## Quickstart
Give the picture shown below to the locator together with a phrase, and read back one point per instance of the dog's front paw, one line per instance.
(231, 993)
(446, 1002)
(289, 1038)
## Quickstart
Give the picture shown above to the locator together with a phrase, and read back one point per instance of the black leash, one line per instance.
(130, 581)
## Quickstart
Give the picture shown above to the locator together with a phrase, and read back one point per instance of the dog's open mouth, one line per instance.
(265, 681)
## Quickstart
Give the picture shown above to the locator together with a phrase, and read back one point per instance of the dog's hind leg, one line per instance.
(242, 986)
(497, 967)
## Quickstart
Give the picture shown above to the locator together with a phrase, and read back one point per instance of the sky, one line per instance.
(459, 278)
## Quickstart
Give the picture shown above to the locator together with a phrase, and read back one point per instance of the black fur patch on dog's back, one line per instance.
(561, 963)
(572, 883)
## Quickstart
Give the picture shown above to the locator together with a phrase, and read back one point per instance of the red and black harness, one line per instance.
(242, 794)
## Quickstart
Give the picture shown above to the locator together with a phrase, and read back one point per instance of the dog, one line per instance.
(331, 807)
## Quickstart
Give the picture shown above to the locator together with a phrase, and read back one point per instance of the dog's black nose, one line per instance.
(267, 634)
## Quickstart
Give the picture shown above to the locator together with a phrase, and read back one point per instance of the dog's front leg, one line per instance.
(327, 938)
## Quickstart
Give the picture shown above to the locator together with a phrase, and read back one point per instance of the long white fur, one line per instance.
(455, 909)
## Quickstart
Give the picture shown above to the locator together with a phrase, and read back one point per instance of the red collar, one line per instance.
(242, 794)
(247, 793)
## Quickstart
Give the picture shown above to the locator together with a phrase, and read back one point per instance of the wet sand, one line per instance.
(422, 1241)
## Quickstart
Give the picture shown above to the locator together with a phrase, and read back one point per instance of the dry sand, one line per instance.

◇ ◇ ◇ ◇ ◇ ◇ ◇

:: Written exercise ::
Restate every line of the data word for word.

:: Full output ::
## Quickstart
Give the picture shown below to the locator together with a phrase, and read back one point per instance of the dog's front paw, one line per instance.
(231, 993)
(446, 1002)
(289, 1038)
## Quickstart
Give the picture shown above to the locator together with a phrase, and read back one point per instance of the black leash, one line per instance.
(130, 581)
## Quickstart
Give the picture shown above to the locator together with a phrase, and read back one point per instance of the dog's open mouth, one line per instance.
(265, 681)
## Quickstart
Give the picture shown above to the locator together with a phrase, and read back one point per instance of the dog's hind leg, one line per instance.
(242, 986)
(497, 967)
## Quickstart
Give the picture shown above to the locator together with a phrase, and read back one point per instance of the sky, one line per instance.
(459, 278)
## Quickstart
Give the picture shown above to the locator together with a phrase, and read back one point per instance of the black fur patch on dog's back, one line per instance.
(561, 963)
(572, 883)
## Quickstart
Give the picture shown above to the locator together with a phrase, and read back one point per instance of the red and black harness, one line per instance.
(242, 794)
## Quickstart
Give the picture shown above to the locator together with a phrase, and read back one point per instance of the dog, one line per instance.
(331, 807)
## Quickstart
Give the picture shown above to the locator together with a phrase, and read back one point per instance of the dog's black nose, one line per instance.
(267, 634)
## Quickstart
Give the picture shown above to the locator together with a phrase, and read back one point per instance of the dog's front leg, one line per instance.
(327, 938)
## Quickstart
Give the picture shown above to the locator together with a phrase, and read back one point per instance of the long white fur, one line per instance.
(455, 909)
## Quickstart
Give the picture shown above to the locator together with a phrase, and read back one point per instance of the red collar, one line per instance.
(242, 794)
(247, 793)
## Quickstart
Give the picture shown above to the locator together with a phrase, and read back one point per instance of the wet sand, one line per instance.
(422, 1241)
## Quickstart
Give the picture shown above to the locator together with a phrase, and read back one point per instance of the dry sand, one line per instance.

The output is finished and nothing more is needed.